(Stored items)
※

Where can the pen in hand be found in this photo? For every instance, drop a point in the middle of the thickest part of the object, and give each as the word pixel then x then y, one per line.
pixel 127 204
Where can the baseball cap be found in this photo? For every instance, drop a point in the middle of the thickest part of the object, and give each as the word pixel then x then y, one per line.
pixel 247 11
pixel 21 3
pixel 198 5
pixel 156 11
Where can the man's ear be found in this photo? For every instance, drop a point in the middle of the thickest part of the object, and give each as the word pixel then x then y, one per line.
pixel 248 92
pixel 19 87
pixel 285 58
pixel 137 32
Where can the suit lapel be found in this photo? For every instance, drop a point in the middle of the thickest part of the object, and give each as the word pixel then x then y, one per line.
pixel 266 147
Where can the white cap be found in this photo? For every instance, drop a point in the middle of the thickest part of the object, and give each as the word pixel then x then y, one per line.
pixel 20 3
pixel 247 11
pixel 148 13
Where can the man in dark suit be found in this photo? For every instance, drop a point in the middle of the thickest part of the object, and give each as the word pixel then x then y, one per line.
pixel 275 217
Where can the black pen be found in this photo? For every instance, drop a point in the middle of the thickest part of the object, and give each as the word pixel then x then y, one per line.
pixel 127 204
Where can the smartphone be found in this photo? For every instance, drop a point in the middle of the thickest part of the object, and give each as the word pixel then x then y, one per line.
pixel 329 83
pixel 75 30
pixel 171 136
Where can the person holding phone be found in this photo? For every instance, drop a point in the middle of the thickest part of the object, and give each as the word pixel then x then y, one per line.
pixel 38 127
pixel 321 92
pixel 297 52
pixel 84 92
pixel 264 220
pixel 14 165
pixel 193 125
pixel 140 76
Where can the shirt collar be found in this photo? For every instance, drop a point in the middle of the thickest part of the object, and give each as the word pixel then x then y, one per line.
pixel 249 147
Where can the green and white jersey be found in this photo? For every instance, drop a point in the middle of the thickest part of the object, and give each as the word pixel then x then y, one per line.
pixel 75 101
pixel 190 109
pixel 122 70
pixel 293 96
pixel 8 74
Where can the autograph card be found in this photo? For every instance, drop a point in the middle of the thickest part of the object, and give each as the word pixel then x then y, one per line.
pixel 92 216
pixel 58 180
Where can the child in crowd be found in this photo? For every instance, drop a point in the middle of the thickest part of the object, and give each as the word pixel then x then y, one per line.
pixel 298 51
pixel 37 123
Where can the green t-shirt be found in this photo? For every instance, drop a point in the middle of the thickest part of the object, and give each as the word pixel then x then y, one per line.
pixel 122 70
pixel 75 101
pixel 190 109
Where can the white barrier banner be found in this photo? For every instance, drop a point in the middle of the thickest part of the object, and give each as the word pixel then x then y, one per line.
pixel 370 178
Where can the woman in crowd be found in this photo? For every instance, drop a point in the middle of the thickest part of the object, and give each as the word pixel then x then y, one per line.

※

Do this: Reproduce all of the data above line for line, changing nothing.

Complete output:
Where can the pen in hand be found in this photo? For every instance, drop a point in the middle of the thickest part of the object, and give each as the word pixel then x then y, one per line.
pixel 127 204
Where can the baseball cap be found in this photo? For every instance, drop a point in the middle of the thickest part of the object, and give each as the word pixel then x then y, one per line.
pixel 247 11
pixel 21 3
pixel 198 5
pixel 156 11
Where can the man's ear be found in this photo? For every instance, drop a point in the middle of the thickest part of the object, and give each as the word pixel then x then y, one per line.
pixel 248 92
pixel 19 87
pixel 285 58
pixel 137 32
Where can the suit lapel be found in this photo? For every instance, drop a point in the middle of the thickest part of the object, and give each as the word pixel then x then y, one per line.
pixel 266 147
Where can the white cap be found in this photo? For every instance, drop a point in the middle of the thickest part of the object, and give each as the word pixel then x then y, one per line.
pixel 20 3
pixel 247 11
pixel 148 13
Where can the man in dark suit be found in this photo? For every instance, drop a point in the middle of the thickest part of the object, and give each as the word pixel then x then y, one per line.
pixel 275 217
Where can the black pen be found in this photo? For every instance, drop a point in the middle of the thickest part of the object, and give each as the word pixel then x then y, one per line.
pixel 127 204
Where can the smartphone be found in this photo? For every instance, drop a point in the middle of the thickest part of the object, and give each as the word pixel then x then y, one per line.
pixel 329 83
pixel 75 30
pixel 171 136
Where can the person holding phone be found in this photo? For every instance, drop a point in the middle of the thickest part of the object, and give each as the word pixel then x then y, one per line.
pixel 38 127
pixel 321 92
pixel 297 52
pixel 84 92
pixel 264 220
pixel 14 165
pixel 193 125
pixel 140 76
Where can the shirt collar be found in this photo? For every instance, drop a point in the middle of the thickest part of the object, and give each as the word pixel then x then y, one per line.
pixel 249 147
Where can the green and white jersey be found in this photo? For every instance, drop a point in the middle of the thickest part of the object, and give each as the word pixel then x then y, one per line.
pixel 75 101
pixel 190 109
pixel 122 70
pixel 293 96
pixel 8 74
Where can the autograph card be found in this photo? For every instance, drop a point in the middle of the thickest part of the object, and give each as the word pixel then x then y, one per line.
pixel 92 216
pixel 58 180
Where can the child in crowd be found in this photo? For every instance, drop a point in the middle of the thickest part of the object, and give each as the word pixel then x then y, one per line.
pixel 298 51
pixel 37 123
Where can the green t-shirt be found in this photo? For every instance, drop a point in the middle of the thickest part of the object, and give each as the word pixel then x then y, one per line.
pixel 122 70
pixel 75 101
pixel 190 109
Where can the white barrier banner be found in this photo? For every instance, drop a point in the middle of the thickest part of the object, and give each as the word pixel then x then y, one per line.
pixel 370 178
Where can the woman in crowd be found in this photo? For every instance, drop a point in the middle of the thickest part of the object, and give each as the word pixel then x then y, one per line.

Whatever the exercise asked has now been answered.